■ **Task item**: Repeat the entries below exactly as they appear, with no pictures.

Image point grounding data
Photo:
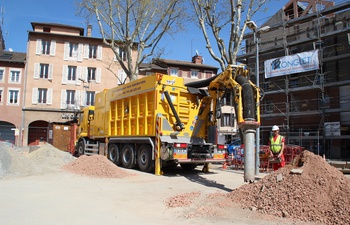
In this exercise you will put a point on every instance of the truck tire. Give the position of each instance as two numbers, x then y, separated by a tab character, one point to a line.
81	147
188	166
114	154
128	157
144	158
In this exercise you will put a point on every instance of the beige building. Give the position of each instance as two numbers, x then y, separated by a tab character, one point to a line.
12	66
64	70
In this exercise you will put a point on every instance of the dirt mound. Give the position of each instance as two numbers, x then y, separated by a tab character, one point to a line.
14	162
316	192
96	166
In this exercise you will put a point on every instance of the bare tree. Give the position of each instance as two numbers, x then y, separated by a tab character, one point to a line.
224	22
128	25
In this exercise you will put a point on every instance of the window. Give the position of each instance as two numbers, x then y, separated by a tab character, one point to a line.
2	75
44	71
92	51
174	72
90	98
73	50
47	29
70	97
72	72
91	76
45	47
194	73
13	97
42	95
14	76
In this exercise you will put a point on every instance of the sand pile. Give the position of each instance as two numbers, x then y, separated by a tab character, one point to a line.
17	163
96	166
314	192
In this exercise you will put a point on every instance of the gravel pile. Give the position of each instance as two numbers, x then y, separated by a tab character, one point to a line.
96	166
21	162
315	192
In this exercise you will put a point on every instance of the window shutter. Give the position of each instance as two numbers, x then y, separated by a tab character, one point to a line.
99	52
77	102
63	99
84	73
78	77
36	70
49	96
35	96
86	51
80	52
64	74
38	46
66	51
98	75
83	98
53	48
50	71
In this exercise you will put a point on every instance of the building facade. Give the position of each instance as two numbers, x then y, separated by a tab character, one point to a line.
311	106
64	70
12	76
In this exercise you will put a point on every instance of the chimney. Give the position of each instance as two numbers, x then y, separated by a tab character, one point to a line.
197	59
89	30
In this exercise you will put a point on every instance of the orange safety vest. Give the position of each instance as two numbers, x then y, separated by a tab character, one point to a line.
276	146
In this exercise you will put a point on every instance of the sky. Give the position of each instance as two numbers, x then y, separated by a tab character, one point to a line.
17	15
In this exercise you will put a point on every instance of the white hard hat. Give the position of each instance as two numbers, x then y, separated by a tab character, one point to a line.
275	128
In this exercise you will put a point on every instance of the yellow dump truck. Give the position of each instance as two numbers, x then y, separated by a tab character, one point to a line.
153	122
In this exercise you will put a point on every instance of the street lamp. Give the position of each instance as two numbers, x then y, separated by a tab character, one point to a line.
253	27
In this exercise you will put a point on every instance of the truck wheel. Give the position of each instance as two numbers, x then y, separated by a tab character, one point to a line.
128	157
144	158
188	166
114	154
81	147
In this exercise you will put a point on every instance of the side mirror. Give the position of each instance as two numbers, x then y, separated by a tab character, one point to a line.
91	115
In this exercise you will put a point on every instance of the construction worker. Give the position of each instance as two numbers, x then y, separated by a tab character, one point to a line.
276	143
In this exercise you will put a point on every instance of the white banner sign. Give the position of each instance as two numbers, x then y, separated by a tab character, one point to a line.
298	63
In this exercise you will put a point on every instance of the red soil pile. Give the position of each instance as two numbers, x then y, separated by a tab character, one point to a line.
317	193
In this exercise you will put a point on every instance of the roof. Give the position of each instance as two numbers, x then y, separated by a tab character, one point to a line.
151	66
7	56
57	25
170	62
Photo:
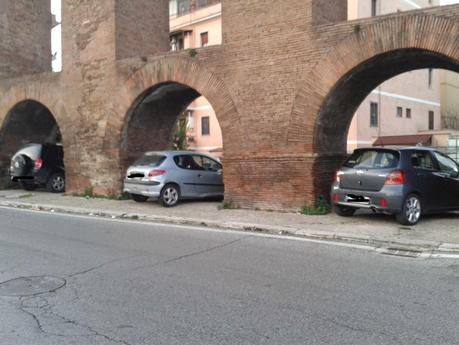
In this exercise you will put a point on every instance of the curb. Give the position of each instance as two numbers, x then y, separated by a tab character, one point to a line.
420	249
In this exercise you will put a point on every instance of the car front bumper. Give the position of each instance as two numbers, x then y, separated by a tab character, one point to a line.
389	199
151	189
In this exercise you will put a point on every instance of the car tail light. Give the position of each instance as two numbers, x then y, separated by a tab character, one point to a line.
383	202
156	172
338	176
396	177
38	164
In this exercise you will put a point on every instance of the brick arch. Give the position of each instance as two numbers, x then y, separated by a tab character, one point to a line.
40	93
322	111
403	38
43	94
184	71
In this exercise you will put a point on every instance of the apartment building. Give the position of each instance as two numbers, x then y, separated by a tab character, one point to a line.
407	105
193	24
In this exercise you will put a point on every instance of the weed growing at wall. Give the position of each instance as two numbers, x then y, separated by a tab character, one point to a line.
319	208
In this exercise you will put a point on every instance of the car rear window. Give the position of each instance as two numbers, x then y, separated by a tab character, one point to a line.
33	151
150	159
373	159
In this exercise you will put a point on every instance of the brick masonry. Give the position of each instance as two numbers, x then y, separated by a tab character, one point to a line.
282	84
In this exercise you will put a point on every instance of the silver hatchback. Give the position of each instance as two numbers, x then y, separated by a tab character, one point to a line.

■ **Completed exercise**:
Photo:
In this exercise you will put a point on every instance of the truck tire. Give the position of each instance as two numbers, x then y, separated by a tab character, one point to a line.
81	147
188	166
114	154
128	157
144	158
In this exercise you will put a point on every instance of the beige building. Give the position of each instance as two numbers, x then y, separated by a tab character, one point to a line.
12	66
64	70
In this exercise you will put a point on every instance of the dirt mound. Give the position of each instance as two numbers, x then y, separated by a tab character, one point to a line.
14	162
316	192
96	166
In this exercise you will put a point on every instance of the bare tree. Give the position of each instance as two numbers, x then y, separated by a tab character, one point to a line.
224	22
128	25
In this exercise you will put a point on every instance of the window. Give the position of each instance as two numbers, x then y, separated by a tab character, one point to a line.
2	75
44	71
92	51
174	72
90	98
73	50
47	29
70	97
72	72
91	76
45	47
194	73
13	97
42	95
14	76
In this exercise you will put a point on every instance of the sand pile. Give the position of each instance as two numbers, x then y, separated by a tab character, one point to a line.
17	163
96	166
314	192
In this exercise you will put a point on every instance of the gravel pile. Give the position of each instance as two numbers, x then y, separated by a tab character, one point to a line.
96	166
21	162
315	192
In this exercise you will put a point on every instance of the window shutter. Give the position of each instance as two numbers, x then y, separated by a tab character, one point to a line.
99	52
77	102
63	99
84	73
78	77
36	70
49	96
35	96
86	51
80	52
64	74
38	46
66	51
98	75
83	98
53	48
50	71
In this exercise you will put a point on every instance of the building facade. Give the position of each instance as two numbers, x then y, separated by a tab character, one point to a line.
311	106
64	70
12	76
In this exercise you will put a point on every instance of the chimney. Give the position of each instance as two numbers, x then y, separated by a tab character, one point to a line.
197	59
89	30
In this exercise you will put a point on every instance of the orange safety vest. Give the position of each instance as two numbers, x then y, separated by a tab character, one point to a line.
276	146
In this exercise you will put a point on every instance of the sky. Give the position of each instance as two numbers, x then y, separated by a tab character, one point to a line.
17	15
In this exercise you will put a point on every instance of the white hard hat. Give the position of each instance as two numbers, x then y, separated by a tab character, one point to a line.
275	128
In this exercise you will put a point on every instance of the yellow dump truck. Give the position of each instance as two numbers, x then y, separated by a tab character, one point to a line.
153	122
In this exercise you will put a point on every instance of the street lamp. Give the position of each instance as two numbers, x then y, separated by a tab character, one point to a line.
253	27
In this exercise you will put a point on every instance of the truck wheel. Give the position of each instance as two numbers, x then y, separated by a tab character, one point to a line.
128	157
144	158
188	166
114	154
81	147
In this exercise you will put a point on every instance of the side mirror. Give the position of each instance as two numbers, x then y, separated by a tab character, one point to a line.
91	115
In this exercise you will put a point on every instance of the construction worker. Give the position of each instance as two numbers, x then y, separated by a tab character, one point to a line.
276	143
In this exercise you will put a point on every instance of the white banner sign. Give the position of each instance as two numbers, x then y, separated by a tab character, one point to a line.
298	63
In this exercise you will put a point on every instance of the red soil pile. Give the position of each instance as two numbers, x then y, separated by a tab character, one point to a line.
317	193
In this exercise you will put a point on every instance of the roof. Give the position of each instance as two numbers, x then y, separated by a tab character, one point to a line.
151	66
7	56
57	25
170	62
Photo:
In this exercise you will put a point on every instance of the curb. Give the position of each instance as two numbers, x then y, separated by a tab character, one point to a line.
420	249
In this exercise you will put a point on every instance of the car front bumper. Give the position of each instance as two numbers, x then y, separated by a tab character, one point to a line.
389	199
151	189
In this exercise you will put a point on every instance of the car tail light. Give the position of each instance as two numbers, x then y, separated by a tab character, one point to a line.
383	202
156	172
338	176
396	177
38	164
In this exercise you will put a point on every instance of the brick arch. Give the position of each instance as two numbers, x then y, separated by a tab character, one point to a line.
40	93
322	111
403	38
43	94
184	71
In this exercise you will put a point on every instance of the apartment building. Give the position of each instance as two numbers, x then y, separated by a tab character, one point to a line.
407	105
193	24
In this exercise you will put a point on every instance of the weed growing at wall. Give the position of each instance as two numbers, x then y, separated by a tab character, one point to a line.
319	208
In this exercise you will put a point on every instance of the car rear window. Give the position of each instance as two numbers, x then y, separated by a tab character, one point to a line.
33	151
150	159
373	159
In this exercise you will put a point on every instance of the brick masonry. Give the position of each instance as two numbers, x then y, separated by a tab character, one point to a line.
282	84
In this exercise you will put a point on every instance of the silver hatchback. Give the position of each instance as two numbers, x then y, separated by a tab character, one point to a line.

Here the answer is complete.